• [Supplied text]
----

3. Manipulation of nutrient inputs to whole lakes

Long-term, whole-ecosystem nutrient manipulations are the only reliable way to evaluate the long-term effectiveness of nutrient addition and removal. Experiments at sizes smaller than whole lakes appeared to lack some of the key processes that affect ecosystem-scale responses. On the other hand, while many features of lakes change with size, it is relatively simple to scale up physical, chemical and biological processes to predict the responses of large lakes from results in smaller ones [50].

(a) Evidence from experimental additions and reductions of nutrients to whole-lakes

Whole-lake experiments have been conducted at several locations in North America and Europe.

----

• [Material supplied]
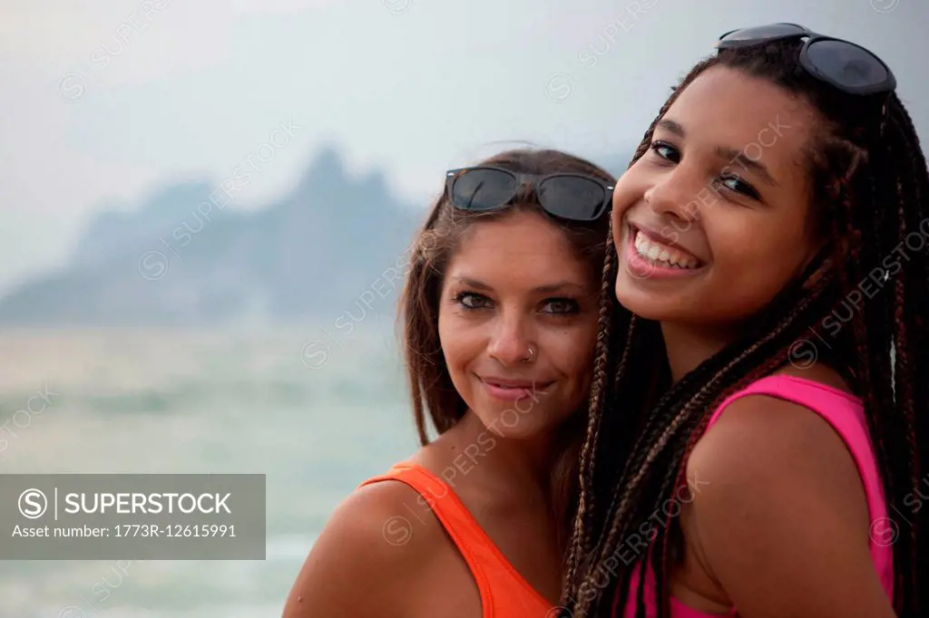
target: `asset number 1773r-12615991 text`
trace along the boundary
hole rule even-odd
[[[114,536],[235,536],[235,526],[232,524],[180,524],[169,523],[133,523],[119,525],[114,528]]]

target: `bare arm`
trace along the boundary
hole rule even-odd
[[[894,618],[851,454],[810,410],[734,402],[687,462],[696,539],[745,618]]]
[[[284,605],[282,618],[409,616],[411,595],[429,547],[404,535],[399,516],[409,488],[385,483],[363,487],[333,513],[309,552]]]

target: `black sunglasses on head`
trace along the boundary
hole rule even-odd
[[[806,39],[800,50],[800,64],[813,77],[850,95],[889,93],[896,88],[890,67],[872,52],[795,23],[733,30],[719,37],[716,47],[732,49],[798,38]]]
[[[463,211],[505,208],[527,186],[535,190],[546,212],[570,221],[599,219],[613,197],[612,184],[581,174],[538,175],[482,165],[449,170],[445,176],[449,201]]]

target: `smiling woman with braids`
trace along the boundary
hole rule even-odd
[[[919,139],[857,45],[773,24],[717,47],[614,192],[563,602],[929,615]]]
[[[552,618],[612,189],[556,150],[449,171],[401,299],[423,447],[336,509],[285,618]]]

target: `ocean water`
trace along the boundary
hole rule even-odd
[[[0,618],[280,616],[336,504],[416,448],[395,334],[334,334],[0,332],[0,473],[257,472],[268,492],[265,560],[0,560]]]

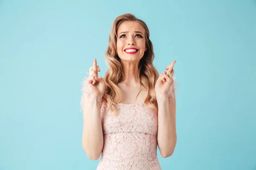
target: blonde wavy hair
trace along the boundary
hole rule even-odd
[[[105,102],[110,109],[111,112],[113,112],[116,116],[118,115],[117,105],[121,102],[123,95],[121,89],[117,86],[117,84],[124,80],[124,71],[120,58],[117,54],[117,32],[119,26],[126,21],[137,22],[143,26],[145,32],[145,38],[147,50],[145,52],[139,64],[138,69],[140,88],[136,99],[140,92],[142,87],[148,92],[144,103],[158,113],[157,102],[154,87],[159,77],[159,74],[153,65],[154,54],[152,43],[149,39],[149,31],[144,21],[137,18],[131,14],[125,14],[117,17],[115,19],[111,28],[108,45],[105,54],[105,59],[109,64],[109,67],[104,78],[106,84],[106,88],[102,99],[102,103]]]

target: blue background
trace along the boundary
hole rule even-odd
[[[93,58],[104,76],[126,13],[147,24],[159,72],[177,61],[177,144],[167,158],[157,149],[163,169],[256,170],[254,0],[0,1],[0,169],[96,169],[81,82]]]

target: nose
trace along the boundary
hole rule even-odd
[[[132,37],[132,36],[129,36],[129,37],[130,37],[128,39],[128,45],[134,45],[135,44],[135,42],[134,41],[134,40],[133,37]]]

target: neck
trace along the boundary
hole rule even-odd
[[[121,62],[124,71],[124,80],[122,82],[127,85],[135,86],[139,82],[139,62]]]

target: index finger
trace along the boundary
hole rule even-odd
[[[169,72],[171,73],[171,72],[172,71],[172,69],[173,68],[173,66],[174,66],[174,64],[175,63],[175,62],[176,62],[176,61],[174,61],[172,62],[172,64],[171,64],[171,65],[170,65],[170,67],[169,67],[169,68],[168,69],[168,70],[167,70],[167,72]]]
[[[95,71],[97,71],[98,70],[97,68],[97,60],[96,59],[94,59],[93,60],[93,70]]]

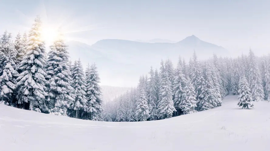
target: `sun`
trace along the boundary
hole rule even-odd
[[[45,26],[43,27],[42,31],[41,38],[47,45],[52,45],[56,40],[63,38],[59,27]]]

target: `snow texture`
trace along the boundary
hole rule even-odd
[[[255,102],[254,108],[243,110],[237,97],[228,96],[212,110],[132,122],[79,120],[0,104],[0,146],[9,151],[270,150],[270,104]]]

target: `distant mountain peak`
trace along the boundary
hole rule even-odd
[[[185,38],[183,39],[182,41],[196,41],[200,40],[201,40],[198,37],[196,37],[194,35],[192,35],[190,36],[186,37]]]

----

• [Task list]
- 1) How would you render this sentence from the passage about whole-lake nutrient manipulation in Spanish: "Whole-lake experiments have been conducted at several locations in North America and Europe."
- 2) In the passage about whole-lake nutrient manipulation, what did experiments at sizes smaller than whole lakes appear to lack?
- 3) Can you sum up the passage about whole-lake nutrient manipulation in two sentences?
Rely only on the passage about whole-lake nutrient manipulation.

• [Answers for each item]
- 1) Se han realizado experimentos en lagos completos en varios lugares de América del Norte y Europa.

- 2) Some of the key processes that affect ecosystem-scale responses.

- 3) Long-term nutrient manipulations of whole ecosystems are the only reliable way to judge the long-term effectiveness of adding or removing nutrients, since smaller experiments seemed to miss key processes behind ecosystem-scale responses. However, it is relatively simple to scale up physical, chemical and biological processes from smaller lakes to predict how large lakes respond, and whole-lake experiments have been carried out at several locations in North America and Europe.